_Task objective:_
Can you retype all of the material below word for word, leaving out the pictures?

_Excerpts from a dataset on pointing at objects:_

==========

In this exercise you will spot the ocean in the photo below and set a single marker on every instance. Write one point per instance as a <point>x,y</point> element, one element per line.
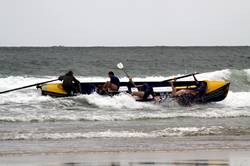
<point>34,124</point>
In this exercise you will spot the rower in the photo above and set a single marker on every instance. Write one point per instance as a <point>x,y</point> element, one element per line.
<point>70,84</point>
<point>113,85</point>
<point>145,90</point>
<point>186,96</point>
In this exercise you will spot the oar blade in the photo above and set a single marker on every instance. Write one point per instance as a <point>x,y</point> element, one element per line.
<point>120,66</point>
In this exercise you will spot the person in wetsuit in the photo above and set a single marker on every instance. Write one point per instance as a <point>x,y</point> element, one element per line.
<point>145,90</point>
<point>186,96</point>
<point>113,85</point>
<point>70,84</point>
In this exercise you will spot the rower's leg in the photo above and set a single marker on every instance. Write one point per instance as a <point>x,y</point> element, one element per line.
<point>113,87</point>
<point>106,85</point>
<point>138,94</point>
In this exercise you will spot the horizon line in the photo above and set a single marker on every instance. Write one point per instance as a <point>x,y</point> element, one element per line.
<point>114,46</point>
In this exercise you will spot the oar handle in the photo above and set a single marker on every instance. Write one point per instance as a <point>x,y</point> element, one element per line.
<point>10,90</point>
<point>176,78</point>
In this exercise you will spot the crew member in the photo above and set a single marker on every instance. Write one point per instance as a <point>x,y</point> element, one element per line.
<point>70,84</point>
<point>145,90</point>
<point>186,96</point>
<point>113,85</point>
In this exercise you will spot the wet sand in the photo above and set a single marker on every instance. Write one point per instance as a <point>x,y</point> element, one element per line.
<point>180,158</point>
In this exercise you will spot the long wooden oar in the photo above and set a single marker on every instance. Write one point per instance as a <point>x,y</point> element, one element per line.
<point>10,90</point>
<point>121,67</point>
<point>176,78</point>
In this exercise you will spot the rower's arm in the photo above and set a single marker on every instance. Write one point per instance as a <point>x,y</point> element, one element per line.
<point>195,79</point>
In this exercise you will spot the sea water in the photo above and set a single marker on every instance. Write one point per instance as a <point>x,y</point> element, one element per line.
<point>31,123</point>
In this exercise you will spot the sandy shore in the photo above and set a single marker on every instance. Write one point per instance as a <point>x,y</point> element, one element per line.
<point>180,158</point>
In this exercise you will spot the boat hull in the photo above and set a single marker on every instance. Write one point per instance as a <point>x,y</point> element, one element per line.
<point>216,90</point>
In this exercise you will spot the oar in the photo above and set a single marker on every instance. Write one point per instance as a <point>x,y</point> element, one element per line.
<point>121,67</point>
<point>176,78</point>
<point>10,90</point>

==========

_Solution to this problem:_
In this exercise you will spot the ocean in the photo below and set a single marker on every instance. Write one point per instance as a <point>x,y</point> element, one element per line.
<point>34,124</point>
In this exercise you will spot the rower in the photo above and set a single marker on every instance. Write one point per instance as a <point>x,y</point> element, one element per line.
<point>70,84</point>
<point>113,85</point>
<point>145,90</point>
<point>186,96</point>
In this exercise you will spot the oar blade in the photo above and set a single marker on every instance. Write one point per instance as a <point>x,y</point> element, one element per line.
<point>120,66</point>
In this exercise you will spot the person in wetsuit in the photo above and set a single marker on every instance. Write one point per instance as a <point>x,y</point> element, one element per line.
<point>145,90</point>
<point>186,96</point>
<point>113,85</point>
<point>70,84</point>
In this exercise you will spot the rower's leg in the photo above and set a single marker on every instance. Write one point per instance as a <point>x,y</point> element, one element per line.
<point>113,87</point>
<point>106,85</point>
<point>138,94</point>
In this exercise you will spot the horizon line in the photo above and set a single marker on every instance. Write one point per instance as a <point>x,y</point> element, one element per line.
<point>114,46</point>
In this exercise you will spot the oar handle in the photo above and set a single marker on every instance. Write one point per instance as a <point>x,y</point> element, one element per line.
<point>10,90</point>
<point>176,78</point>
In this exercise you will spot the crew member in the photo above and set a single marker on every instance. Write one point per instance as a <point>x,y</point> element, one element per line.
<point>70,84</point>
<point>145,90</point>
<point>186,96</point>
<point>113,85</point>
In this exercise you will spot the wet sand in the photo above and set a single marker on every instance. Write one point per instance as a <point>x,y</point> element, one element per line.
<point>180,158</point>
In this exercise you will spot the long wooden oar in the photo above and set a single marker on every instance. Write one point per instance as a <point>x,y</point> element, one element per line.
<point>10,90</point>
<point>121,67</point>
<point>176,78</point>
In this exercise you will spot the rower's arm in the photo above and set a single marker on every instance. Write one point per instance as a <point>x,y</point> element, one element per line.
<point>195,79</point>
In this exercise you will spot the sea water in the photo above and set a single marker on every instance. Write one point per instance as a <point>x,y</point> element, one element per line.
<point>31,123</point>
In this exercise you will spot the sandy shore in the photo above and set a single marker on every instance. Write one point per instance as a <point>x,y</point> element, one element per line.
<point>180,158</point>
In this exercise you will spot the boat hull in the photo above and set a single marker on every instance. Write one point per instance as a <point>x,y</point> element, one element per line.
<point>216,90</point>
In this exercise you will spot the oar in the photo above and set a single marker on every instance. Write one point per instance as a <point>x,y</point> element, one element per line.
<point>121,67</point>
<point>176,78</point>
<point>10,90</point>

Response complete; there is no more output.